Data shown:
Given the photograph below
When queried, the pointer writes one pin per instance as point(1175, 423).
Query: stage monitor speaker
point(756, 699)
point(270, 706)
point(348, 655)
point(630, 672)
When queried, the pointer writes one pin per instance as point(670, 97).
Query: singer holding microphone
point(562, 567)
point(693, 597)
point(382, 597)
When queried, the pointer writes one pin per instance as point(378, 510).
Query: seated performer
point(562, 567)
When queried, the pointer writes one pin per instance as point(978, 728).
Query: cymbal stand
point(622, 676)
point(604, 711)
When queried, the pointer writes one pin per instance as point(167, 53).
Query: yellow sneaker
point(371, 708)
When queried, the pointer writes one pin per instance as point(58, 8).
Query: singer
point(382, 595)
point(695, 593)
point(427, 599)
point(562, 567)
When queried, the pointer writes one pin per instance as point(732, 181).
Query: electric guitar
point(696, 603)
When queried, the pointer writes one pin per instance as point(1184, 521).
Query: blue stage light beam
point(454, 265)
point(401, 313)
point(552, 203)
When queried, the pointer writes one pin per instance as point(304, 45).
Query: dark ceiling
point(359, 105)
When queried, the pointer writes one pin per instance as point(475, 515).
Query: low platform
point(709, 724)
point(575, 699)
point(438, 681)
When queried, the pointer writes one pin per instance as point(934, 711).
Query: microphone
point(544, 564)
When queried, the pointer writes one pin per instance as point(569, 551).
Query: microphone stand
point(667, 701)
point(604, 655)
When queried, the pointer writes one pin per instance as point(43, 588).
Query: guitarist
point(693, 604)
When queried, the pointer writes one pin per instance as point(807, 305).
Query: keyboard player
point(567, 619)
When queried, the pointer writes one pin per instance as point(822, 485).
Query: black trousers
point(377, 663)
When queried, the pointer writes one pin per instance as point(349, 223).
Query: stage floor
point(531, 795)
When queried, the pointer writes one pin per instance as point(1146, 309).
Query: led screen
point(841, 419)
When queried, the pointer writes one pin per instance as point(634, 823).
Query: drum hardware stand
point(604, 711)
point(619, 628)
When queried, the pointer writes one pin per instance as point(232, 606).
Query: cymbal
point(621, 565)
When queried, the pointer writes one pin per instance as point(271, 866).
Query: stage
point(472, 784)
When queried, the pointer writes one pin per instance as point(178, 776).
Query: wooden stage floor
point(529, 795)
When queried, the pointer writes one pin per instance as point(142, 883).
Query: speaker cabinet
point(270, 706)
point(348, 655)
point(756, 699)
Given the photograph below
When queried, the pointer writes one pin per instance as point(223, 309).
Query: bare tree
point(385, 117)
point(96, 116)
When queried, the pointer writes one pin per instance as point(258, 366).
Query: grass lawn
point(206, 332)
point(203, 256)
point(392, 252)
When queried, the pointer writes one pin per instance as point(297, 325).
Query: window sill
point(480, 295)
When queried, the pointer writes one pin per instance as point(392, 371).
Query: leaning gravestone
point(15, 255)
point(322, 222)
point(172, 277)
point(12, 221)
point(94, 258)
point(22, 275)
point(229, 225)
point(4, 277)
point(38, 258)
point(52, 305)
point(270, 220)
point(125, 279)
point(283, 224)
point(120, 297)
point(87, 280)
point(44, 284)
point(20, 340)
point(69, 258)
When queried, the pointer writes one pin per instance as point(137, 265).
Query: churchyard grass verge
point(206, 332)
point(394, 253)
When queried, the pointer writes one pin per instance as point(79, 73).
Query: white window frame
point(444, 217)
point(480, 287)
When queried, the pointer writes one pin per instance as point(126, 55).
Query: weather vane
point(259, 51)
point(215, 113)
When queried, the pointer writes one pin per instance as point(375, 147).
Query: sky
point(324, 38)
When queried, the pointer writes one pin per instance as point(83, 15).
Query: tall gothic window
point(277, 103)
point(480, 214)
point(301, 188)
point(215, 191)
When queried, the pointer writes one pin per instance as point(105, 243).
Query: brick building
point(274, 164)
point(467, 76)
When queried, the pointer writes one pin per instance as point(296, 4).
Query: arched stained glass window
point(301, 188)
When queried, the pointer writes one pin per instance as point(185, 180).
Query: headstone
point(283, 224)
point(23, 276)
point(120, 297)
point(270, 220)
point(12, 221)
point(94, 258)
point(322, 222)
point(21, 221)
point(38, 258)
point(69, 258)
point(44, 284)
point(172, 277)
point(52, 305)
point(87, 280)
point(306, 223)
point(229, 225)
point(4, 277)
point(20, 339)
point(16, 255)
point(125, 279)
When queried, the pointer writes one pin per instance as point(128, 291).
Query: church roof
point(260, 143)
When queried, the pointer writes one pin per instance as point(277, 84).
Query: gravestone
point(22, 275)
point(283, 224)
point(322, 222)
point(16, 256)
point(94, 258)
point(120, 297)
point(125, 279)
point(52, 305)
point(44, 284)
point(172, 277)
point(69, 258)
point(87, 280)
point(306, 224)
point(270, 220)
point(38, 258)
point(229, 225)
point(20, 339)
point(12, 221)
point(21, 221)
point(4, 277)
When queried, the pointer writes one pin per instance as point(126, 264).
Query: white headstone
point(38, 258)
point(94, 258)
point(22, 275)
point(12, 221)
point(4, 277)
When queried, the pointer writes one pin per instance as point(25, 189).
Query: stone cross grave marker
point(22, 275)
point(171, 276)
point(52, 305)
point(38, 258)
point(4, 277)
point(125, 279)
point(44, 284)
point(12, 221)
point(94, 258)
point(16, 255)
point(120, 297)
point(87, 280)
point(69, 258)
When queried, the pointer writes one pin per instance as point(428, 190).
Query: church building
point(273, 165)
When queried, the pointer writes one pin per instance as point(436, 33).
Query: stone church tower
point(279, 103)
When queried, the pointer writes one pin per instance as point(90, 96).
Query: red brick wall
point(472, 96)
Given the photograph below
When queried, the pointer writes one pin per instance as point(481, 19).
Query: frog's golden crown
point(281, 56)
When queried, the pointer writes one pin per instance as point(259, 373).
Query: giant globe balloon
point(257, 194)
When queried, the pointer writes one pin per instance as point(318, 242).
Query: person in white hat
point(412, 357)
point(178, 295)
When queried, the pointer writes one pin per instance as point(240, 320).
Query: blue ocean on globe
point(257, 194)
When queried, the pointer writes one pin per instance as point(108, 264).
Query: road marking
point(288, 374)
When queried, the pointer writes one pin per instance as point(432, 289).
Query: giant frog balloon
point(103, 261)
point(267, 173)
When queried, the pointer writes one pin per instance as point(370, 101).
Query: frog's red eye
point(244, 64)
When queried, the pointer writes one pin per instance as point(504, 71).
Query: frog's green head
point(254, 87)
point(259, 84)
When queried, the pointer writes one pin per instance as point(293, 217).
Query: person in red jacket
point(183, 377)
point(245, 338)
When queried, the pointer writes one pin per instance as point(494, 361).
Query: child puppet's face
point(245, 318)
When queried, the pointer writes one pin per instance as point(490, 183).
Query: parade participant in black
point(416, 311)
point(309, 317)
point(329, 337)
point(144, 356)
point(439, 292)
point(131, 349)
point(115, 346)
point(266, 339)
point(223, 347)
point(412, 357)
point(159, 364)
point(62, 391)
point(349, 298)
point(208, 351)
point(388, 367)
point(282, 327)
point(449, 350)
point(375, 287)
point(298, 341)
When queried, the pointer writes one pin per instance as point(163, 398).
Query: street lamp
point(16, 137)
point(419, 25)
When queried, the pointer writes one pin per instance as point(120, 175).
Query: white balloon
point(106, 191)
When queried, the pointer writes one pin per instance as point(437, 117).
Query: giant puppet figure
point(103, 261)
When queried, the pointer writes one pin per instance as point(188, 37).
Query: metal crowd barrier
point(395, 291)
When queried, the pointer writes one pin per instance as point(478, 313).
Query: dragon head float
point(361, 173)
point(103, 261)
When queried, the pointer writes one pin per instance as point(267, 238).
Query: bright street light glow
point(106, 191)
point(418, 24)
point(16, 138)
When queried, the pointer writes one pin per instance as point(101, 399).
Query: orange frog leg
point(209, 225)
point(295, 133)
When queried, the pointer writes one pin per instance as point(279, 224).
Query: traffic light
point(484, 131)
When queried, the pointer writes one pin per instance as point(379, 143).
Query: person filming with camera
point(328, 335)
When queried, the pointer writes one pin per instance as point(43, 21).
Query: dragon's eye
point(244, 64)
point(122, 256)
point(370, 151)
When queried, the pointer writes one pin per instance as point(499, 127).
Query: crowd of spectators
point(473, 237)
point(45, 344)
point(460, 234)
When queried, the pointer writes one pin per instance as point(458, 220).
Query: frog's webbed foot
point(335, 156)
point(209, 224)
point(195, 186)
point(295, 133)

What the task requires:
From the listing above, output exactly the run of lines that starts with the line containing "as point(304, 45)." and ends with the line containing "as point(232, 606).".

Result of this exercise:
When queried, the pointer writes one pin per instance as point(304, 45).
Query: dark ceiling
point(359, 105)
When queried, the pointer writes one pin per instance as point(475, 515).
Query: low platform
point(709, 724)
point(575, 699)
point(438, 681)
When queried, the pointer writes one pin per instance as point(934, 711).
Query: microphone
point(544, 564)
When queried, the pointer writes one pin per instance as point(569, 551).
Query: microphone stand
point(667, 701)
point(604, 655)
When queried, the pointer writes one pin per instance as point(43, 588).
Query: guitarist
point(693, 604)
When queried, the pointer writes one pin per instance as point(807, 305).
Query: keyboard player
point(567, 619)
When queried, the pointer writes one pin per instance as point(822, 485).
Query: black trousers
point(377, 663)
When queried, the pointer writes one pin per instance as point(349, 223).
Query: stage floor
point(531, 795)
When queried, the pointer writes one pin per instance as point(1146, 309).
Query: led screen
point(841, 419)
When queried, the pointer writes one pin per instance as point(634, 823).
Query: drum hardware stand
point(604, 711)
point(619, 628)
When queried, the pointer writes one pin per instance as point(232, 606).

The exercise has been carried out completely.